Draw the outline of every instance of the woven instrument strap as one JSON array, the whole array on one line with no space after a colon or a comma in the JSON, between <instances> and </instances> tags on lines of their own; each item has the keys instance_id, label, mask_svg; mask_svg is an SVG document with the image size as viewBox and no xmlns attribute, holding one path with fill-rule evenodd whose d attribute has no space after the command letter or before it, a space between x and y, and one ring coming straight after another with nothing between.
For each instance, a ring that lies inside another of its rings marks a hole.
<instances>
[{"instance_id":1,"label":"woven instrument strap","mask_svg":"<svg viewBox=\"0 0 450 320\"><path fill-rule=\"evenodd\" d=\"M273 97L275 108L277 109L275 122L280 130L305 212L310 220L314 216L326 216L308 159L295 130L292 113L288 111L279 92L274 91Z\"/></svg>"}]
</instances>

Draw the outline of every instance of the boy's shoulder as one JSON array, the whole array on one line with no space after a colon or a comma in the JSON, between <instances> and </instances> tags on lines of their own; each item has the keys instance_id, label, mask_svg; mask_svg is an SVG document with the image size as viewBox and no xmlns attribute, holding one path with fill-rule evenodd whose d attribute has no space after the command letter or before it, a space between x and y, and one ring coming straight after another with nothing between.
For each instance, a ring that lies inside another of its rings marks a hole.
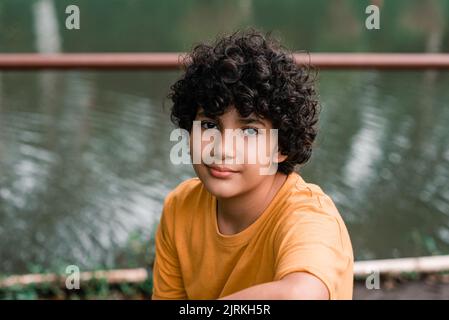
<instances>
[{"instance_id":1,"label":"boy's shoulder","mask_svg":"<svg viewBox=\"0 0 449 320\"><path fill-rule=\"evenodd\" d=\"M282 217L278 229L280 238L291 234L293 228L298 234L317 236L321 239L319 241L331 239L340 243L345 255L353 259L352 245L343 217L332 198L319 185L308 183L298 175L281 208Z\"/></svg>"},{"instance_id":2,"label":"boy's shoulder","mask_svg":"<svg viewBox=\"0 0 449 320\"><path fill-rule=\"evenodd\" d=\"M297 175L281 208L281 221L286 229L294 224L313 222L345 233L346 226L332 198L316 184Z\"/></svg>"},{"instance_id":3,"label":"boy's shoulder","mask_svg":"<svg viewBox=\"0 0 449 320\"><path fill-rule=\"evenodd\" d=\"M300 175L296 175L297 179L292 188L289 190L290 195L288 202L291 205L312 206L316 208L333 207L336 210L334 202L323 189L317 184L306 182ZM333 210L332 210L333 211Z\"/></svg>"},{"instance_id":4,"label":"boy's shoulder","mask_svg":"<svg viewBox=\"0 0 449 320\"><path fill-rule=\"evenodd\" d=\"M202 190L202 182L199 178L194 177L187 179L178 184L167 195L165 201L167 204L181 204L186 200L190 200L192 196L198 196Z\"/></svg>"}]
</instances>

■ What you should do:
Show every line of the data that includes the string "outline".

■ Completed task:
Draw the outline of every instance of the woven instrument strap as one JSON array, the whole array on one line with no space after a colon or a comma in the JSON, between <instances> and </instances> tags on lines of their own; each item has the keys instance_id, label, mask_svg; mask_svg is an SVG document with the image size as viewBox and no xmlns attribute, holding one path with fill-rule evenodd whose d attribute has no space after the command letter or before it, a space between x and y, and one ring coming straight after another with nothing between.
Draw the outline of every instance of the boy's shoulder as one JSON array, the whole array on one line with no space after a colon or a comma in the JSON, between <instances> and </instances> tags on lines of their own; each item has the keys instance_id, label, mask_svg; mask_svg is an SVG document with the image size as viewBox and no xmlns attribute, holding one path with fill-rule evenodd whose d attribute has no space after the command letter or before it, a space between x and y, and one ring coming straight after another with nothing between.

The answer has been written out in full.